Given task A
Extract from the flax-meal biscuit recipe the passage between "3. Roll out" and "don’t really spread.", inclusive, copying it word for word.

....

P1000692I think you will find a hundred uses for these little biscuits – plain, covered in chocolate, dunked in a cup of tea, used as the base for a cheesecake or sandwiched together with a spoonful of Nutella.

The dough is quite soft so I suggest using a plain shaped cutter, such as a square or a circle. I tried a smiley face, but the eyes and the mouth distorted and it looked like a vampire. It would have been perfect if it was Halloween!

P1000676

If you want to use it as a base for a cheesecake, either blitz some left over biscuits with some melted butter, as you would normal digestive biscuits, or go ahead and press the unbaked dough straight into the bottom of the tin and bake it. It would work either way, I think. In fact, I suspect the left over biscuits I have in the tin may very well find themselves in a cheesecake.

Flax-Meal Biscuits

Makes approximately 20 biscuits, depending on the size of the cutter.

Ingredients:

  • 63g tapioca flour, plus extra for dusting
  • 30g buckwheat flour
  • 15g gram (chickpea) flour
  • 17g rice flour
  • 75g flax meal (I used Virginia Harvest cold-milled flaxseed, which is available in Sainsbury’s with the dried fruit and nuts)
  • 100g unsalted butter, chilled
  • 50g rapadura sugar (or golden caster sugar)
  • 2 tbsp double cream
  • 1/4 tsp salt
  • 1 tsp baking powder

Method:

  1. Pre-heat the oven to 180 celsius / 165 fan. Line a couple of baking sheets with baking parchment.
  2. Put all the ingredients in the bowl of a food processor and blitz for a couple of minutes until it forms a ball of dough.
  3. Roll out in a well floured surface until approximately 1/2 cm thick.
  4. Cut out and place the shapes on the baking sheets. You can place them quite close together as they don’t really spread.
  5. Bake for 10-15 minutes, until golden around the edges.
  6. Allow to cool on the tray for 5 minutes before transferring to a wire rack to cool completely.

Will keep for a few days in an air-tight container.

....

Given task B
Lay out the records below, between the lines holding "form: [137, 42]." and "[1161, 576]", inclusive, as a numbered list with blank lines skipped. Leave out the pictures.

Record excerpts
....

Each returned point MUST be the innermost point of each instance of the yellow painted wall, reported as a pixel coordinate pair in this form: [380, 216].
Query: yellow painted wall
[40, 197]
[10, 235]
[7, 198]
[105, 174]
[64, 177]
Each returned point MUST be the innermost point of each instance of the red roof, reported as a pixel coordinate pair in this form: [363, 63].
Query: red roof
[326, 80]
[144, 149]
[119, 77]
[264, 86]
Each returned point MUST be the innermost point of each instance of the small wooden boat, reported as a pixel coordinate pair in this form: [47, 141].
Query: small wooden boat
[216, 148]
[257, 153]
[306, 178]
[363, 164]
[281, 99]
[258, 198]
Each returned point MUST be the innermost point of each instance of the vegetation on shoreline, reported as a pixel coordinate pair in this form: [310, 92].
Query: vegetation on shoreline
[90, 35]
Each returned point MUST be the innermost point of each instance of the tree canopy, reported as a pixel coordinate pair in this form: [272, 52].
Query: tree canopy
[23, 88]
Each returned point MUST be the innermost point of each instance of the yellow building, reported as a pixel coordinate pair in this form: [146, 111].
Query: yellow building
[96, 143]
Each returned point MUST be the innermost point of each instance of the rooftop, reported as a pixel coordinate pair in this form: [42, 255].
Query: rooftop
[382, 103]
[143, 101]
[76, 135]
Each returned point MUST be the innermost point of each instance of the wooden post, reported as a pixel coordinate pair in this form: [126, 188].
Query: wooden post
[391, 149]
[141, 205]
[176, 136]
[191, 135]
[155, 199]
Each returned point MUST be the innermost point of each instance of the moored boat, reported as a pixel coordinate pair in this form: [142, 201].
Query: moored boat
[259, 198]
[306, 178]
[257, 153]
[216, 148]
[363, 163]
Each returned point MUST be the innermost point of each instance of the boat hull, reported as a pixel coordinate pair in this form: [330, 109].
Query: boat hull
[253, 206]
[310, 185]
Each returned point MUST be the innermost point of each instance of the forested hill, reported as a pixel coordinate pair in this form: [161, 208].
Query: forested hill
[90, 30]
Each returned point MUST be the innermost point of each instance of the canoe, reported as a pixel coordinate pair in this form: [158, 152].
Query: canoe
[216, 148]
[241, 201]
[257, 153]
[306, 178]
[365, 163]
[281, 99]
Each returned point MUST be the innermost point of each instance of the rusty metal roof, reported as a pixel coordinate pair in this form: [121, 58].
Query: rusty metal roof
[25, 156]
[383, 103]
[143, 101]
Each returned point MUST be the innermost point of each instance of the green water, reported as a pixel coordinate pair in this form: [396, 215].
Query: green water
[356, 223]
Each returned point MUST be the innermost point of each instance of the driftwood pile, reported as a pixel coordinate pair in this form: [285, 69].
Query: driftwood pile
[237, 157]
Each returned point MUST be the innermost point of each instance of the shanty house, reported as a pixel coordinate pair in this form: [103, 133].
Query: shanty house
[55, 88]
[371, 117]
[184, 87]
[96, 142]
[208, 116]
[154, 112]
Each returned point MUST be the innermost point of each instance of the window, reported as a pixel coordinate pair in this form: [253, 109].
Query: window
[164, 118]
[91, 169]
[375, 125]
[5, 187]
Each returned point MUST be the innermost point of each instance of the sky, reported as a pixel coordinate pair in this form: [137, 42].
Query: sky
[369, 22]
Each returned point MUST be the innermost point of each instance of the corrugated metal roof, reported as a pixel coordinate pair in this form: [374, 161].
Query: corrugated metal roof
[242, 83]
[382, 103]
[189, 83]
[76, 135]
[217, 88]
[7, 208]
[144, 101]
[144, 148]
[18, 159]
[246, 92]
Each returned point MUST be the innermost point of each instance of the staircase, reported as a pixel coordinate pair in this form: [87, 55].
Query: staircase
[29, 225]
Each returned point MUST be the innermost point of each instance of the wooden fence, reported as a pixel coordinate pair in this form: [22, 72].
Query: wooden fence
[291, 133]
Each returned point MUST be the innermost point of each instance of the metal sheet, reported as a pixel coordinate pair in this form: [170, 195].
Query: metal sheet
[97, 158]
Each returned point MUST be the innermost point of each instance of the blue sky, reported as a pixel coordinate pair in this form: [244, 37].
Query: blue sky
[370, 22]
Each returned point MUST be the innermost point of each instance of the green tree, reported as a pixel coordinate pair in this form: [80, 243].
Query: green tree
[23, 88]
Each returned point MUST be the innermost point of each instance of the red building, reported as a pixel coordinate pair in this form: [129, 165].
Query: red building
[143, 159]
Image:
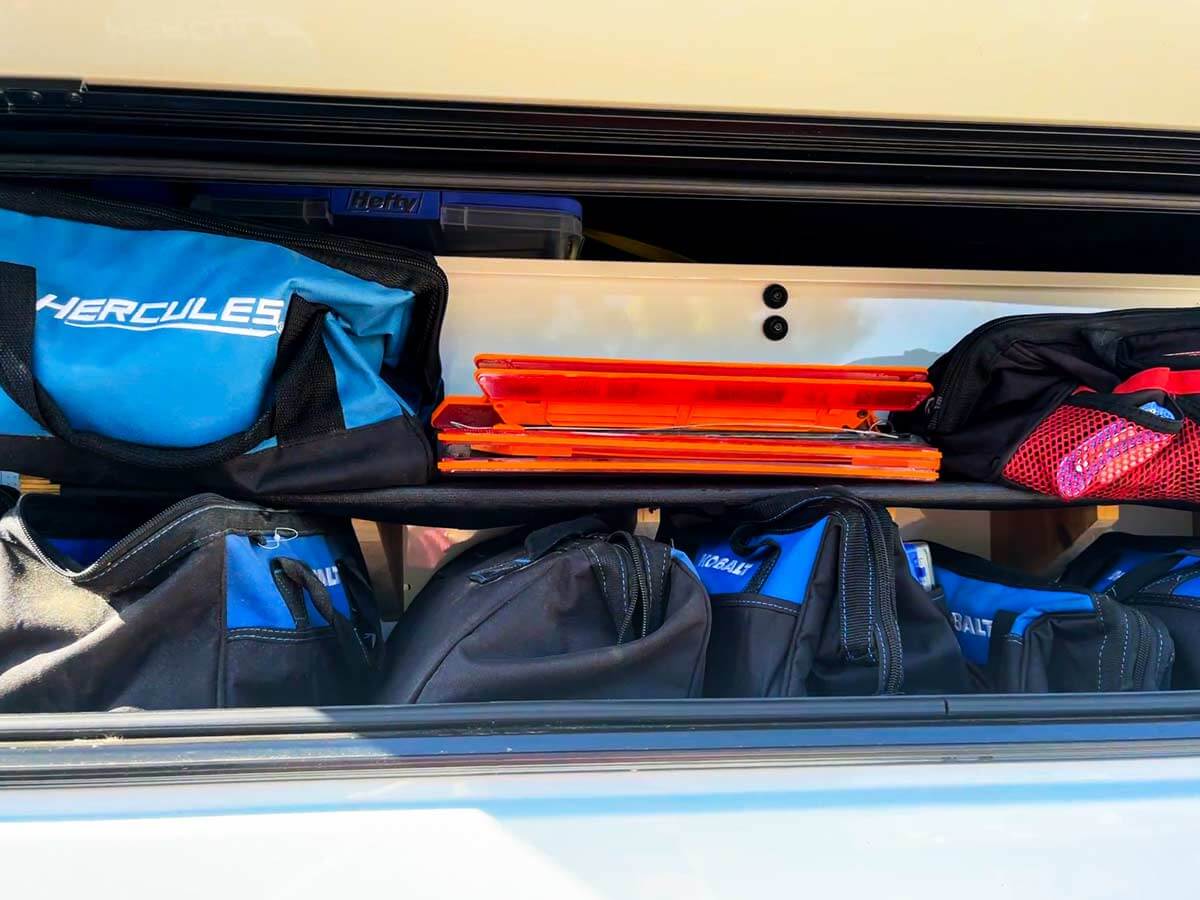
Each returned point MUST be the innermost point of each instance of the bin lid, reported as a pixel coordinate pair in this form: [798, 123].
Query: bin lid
[1074, 61]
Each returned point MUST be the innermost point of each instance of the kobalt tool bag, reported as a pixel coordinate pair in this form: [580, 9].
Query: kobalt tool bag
[1038, 401]
[574, 612]
[813, 595]
[208, 604]
[142, 345]
[1026, 635]
[1161, 576]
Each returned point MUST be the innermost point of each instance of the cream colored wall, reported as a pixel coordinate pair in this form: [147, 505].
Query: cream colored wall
[1109, 61]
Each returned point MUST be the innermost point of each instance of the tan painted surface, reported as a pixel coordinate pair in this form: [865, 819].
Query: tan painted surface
[1108, 61]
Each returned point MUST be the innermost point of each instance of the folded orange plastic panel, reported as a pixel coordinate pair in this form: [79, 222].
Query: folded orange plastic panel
[521, 466]
[747, 370]
[616, 400]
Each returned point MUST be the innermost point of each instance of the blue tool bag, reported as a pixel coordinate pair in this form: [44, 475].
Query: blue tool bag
[1025, 635]
[813, 595]
[210, 603]
[160, 347]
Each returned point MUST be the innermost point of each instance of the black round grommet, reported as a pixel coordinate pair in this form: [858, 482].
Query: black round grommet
[775, 328]
[774, 295]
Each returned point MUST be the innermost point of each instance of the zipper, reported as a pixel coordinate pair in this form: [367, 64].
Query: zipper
[1141, 647]
[143, 534]
[943, 403]
[865, 534]
[369, 251]
[641, 583]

....

Complete output A
3. Roll out in a well floured surface until approximately 1/2 cm thick.
  4. Cut out and place the shapes on the baking sheets. You can place them quite close together as they don’t really spread.

Complete output B
1. Each returned point MUST be the innermost point of each instance of the sky, reported as a pixel coordinate pair in this form: [137, 42].
2. Query: sky
3. [369, 22]
4. Each returned point MUST be the innermost point of each instance of the corrugated metal roof, reported as a pixel coordinate pair in this form: [374, 161].
5. Query: corrugated metal roof
6. [242, 83]
7. [382, 103]
8. [189, 83]
9. [76, 135]
10. [217, 88]
11. [7, 208]
12. [144, 101]
13. [144, 148]
14. [18, 159]
15. [246, 92]
16. Each returned point MUST be the innermost point of each instance of the staircase, reported as a pixel coordinate pair in this form: [87, 55].
17. Query: staircase
18. [29, 225]
19. Each returned point MUST be the innermost point of each instance of the wooden fence, reported as a pixel coordinate pair in this form: [22, 72].
20. Query: wooden fence
21. [291, 133]
22. Each returned point MUST be the innermost point of each instance of the metal sheet, reported as a pixel coordinate pair in this form: [170, 195].
23. Query: metal sheet
24. [97, 158]
25. Each returned point MUST be the innermost point of each instance of the blue sky, reported as a pixel coordinate pair in this form: [244, 37].
26. Query: blue sky
27. [370, 22]
28. Each returned point MUST be the innermost point of each instance of the green tree, reported as a pixel coordinate pair in this form: [80, 243].
29. Query: green tree
30. [23, 88]
31. Each returned point MUST be the innermost point of each instance of the red building, reported as a pixel coordinate pair in this form: [129, 165].
32. Query: red building
33. [143, 159]
34. Image:
35. Each returned point MUST be the innermost point of each instance of the bin lid, reported as a pixel coordinate pair in this form: [798, 123].
36. Query: bin lid
37. [1074, 61]
38. Each returned point MUST be the innermost point of each instance of the kobalt tool bag, reported as a pixel coordinate pair in this form: [580, 9].
39. Query: kobalt tool bag
40. [1038, 401]
41. [574, 612]
42. [813, 595]
43. [208, 604]
44. [142, 345]
45. [1026, 635]
46. [1161, 576]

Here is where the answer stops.